== DATA FOR PROCESSING ==

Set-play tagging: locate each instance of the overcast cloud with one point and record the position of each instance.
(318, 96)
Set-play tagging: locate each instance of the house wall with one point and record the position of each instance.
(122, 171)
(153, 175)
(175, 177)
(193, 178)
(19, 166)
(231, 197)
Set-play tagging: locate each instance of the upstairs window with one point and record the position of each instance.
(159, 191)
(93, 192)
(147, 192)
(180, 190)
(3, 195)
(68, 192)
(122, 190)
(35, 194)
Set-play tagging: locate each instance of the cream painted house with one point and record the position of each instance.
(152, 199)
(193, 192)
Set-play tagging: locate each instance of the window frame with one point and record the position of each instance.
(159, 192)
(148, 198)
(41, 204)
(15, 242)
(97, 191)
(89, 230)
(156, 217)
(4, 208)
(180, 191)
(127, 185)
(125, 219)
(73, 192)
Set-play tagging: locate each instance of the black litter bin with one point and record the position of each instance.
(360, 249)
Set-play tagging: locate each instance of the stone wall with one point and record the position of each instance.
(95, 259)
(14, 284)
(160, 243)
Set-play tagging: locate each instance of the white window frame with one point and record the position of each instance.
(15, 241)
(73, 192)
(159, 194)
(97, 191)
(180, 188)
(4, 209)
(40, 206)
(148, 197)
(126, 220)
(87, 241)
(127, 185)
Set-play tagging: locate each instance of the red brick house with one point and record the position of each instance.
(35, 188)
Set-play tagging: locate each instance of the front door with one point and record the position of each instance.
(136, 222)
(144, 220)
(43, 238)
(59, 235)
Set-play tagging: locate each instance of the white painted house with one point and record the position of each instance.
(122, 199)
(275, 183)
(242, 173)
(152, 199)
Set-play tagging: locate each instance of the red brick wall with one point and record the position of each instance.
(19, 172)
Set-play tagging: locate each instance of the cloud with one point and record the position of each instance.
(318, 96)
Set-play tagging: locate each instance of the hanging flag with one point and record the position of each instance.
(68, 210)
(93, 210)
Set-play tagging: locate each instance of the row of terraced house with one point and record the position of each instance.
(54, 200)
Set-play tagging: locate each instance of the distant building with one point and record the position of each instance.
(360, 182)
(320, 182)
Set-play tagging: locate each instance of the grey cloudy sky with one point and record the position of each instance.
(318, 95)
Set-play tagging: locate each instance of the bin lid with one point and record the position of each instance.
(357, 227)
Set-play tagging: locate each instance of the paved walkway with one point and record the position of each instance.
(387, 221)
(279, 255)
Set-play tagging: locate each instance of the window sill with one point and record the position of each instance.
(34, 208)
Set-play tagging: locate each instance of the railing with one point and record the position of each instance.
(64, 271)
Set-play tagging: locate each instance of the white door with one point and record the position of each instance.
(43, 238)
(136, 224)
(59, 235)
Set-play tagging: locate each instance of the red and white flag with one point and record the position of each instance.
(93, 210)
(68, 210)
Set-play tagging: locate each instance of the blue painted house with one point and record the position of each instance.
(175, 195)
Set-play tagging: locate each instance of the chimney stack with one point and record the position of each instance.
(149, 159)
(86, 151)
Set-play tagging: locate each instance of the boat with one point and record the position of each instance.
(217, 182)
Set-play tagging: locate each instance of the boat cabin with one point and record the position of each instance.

===

[GIVEN EXERCISE]
Reproduce all of the records above word for word, without altering any line.

[REPLY]
Set-play tagging: locate each instance of the overcast cloud with one point and record the position of each instance.
(318, 96)
Set-play tagging: locate each instance of the house wall with one point and record the position of each instance.
(122, 171)
(153, 175)
(175, 177)
(193, 178)
(19, 166)
(231, 197)
Set-play tagging: locate each instance of the upstairs window with one point and record the position of each instance.
(159, 191)
(93, 192)
(147, 192)
(180, 190)
(3, 195)
(68, 192)
(122, 190)
(35, 194)
Set-play tagging: locate each instance of the cream painted house with one point and record the position of each instance.
(152, 199)
(193, 192)
Set-play tagging: locate each instance of the window frame with one point and record the position of each instance.
(159, 192)
(148, 198)
(41, 204)
(15, 242)
(97, 191)
(89, 230)
(156, 217)
(4, 208)
(180, 191)
(127, 185)
(125, 219)
(73, 192)
Set-play tagging: locate each instance of the black litter bin with one point and record the position of each instance.
(360, 249)
Set-play tagging: locate each instance of the stone wall with one point and record the position of each instance.
(95, 259)
(14, 284)
(160, 243)
Set-play tagging: locate each instance of the white window frame with one point and record the position of each instance.
(15, 241)
(73, 192)
(159, 194)
(97, 191)
(180, 188)
(4, 209)
(40, 206)
(148, 197)
(126, 220)
(87, 241)
(127, 185)
Set-play tagging: locate each instance of the red brick house with one point and record the position of each instance.
(35, 188)
Set-play tagging: locate each instance of the front door with one point and record the position of each instance.
(136, 222)
(144, 220)
(43, 238)
(59, 235)
Set-play tagging: locate each instance of the white painted house with one point and record the position of each instance.
(122, 199)
(275, 183)
(242, 173)
(152, 199)
Set-play tagging: locate each instance of the red brick wall with one point and record the position of each instance.
(19, 172)
Set-play tagging: locate each instance of the cloud with one point and record the position of each instance.
(318, 96)
Set-play tagging: locate each instance of the hanging flag with one point and record the position of each instance.
(68, 210)
(93, 210)
Set-play tagging: locate each instance of the row of terraced house with one point and record the position of each instance.
(54, 200)
Set-play tagging: locate each instance of the distant building with one point and record the position of each instance.
(360, 182)
(320, 182)
Set-play tagging: locate each instance of the grey cloudy sky with one point and record the position of each instance.
(318, 95)
Set-play tagging: locate each instance of the bin lid with one point and record the position of each instance.
(357, 227)
Set-play tagging: locate each instance of the paved walkway with one point and record the position of each instance.
(387, 221)
(279, 255)
Set-play tagging: locate each instance of the window sill with one point and record the position of each instance.
(34, 208)
Set-play tagging: locate each instance of the railing with one point and record the position of each instance.
(64, 271)
Set-play tagging: locate each instance of the white door with one point and record the position of each instance.
(43, 238)
(136, 224)
(59, 235)
Set-play tagging: locate each instance of the red and white flag with one point and record the position of each instance.
(93, 210)
(68, 210)
Set-play tagging: locate each instance of the blue painted house with one point and record the position of each instance.
(175, 195)
Set-play tagging: locate each instance of the chimney stack with one point and record the position of each instance.
(149, 159)
(86, 151)
Set-play tagging: locate each instance of the boat with one point and record the position of each instance.
(217, 182)
Set-play tagging: locate each instance of the boat cabin with one point and record the position of each instance.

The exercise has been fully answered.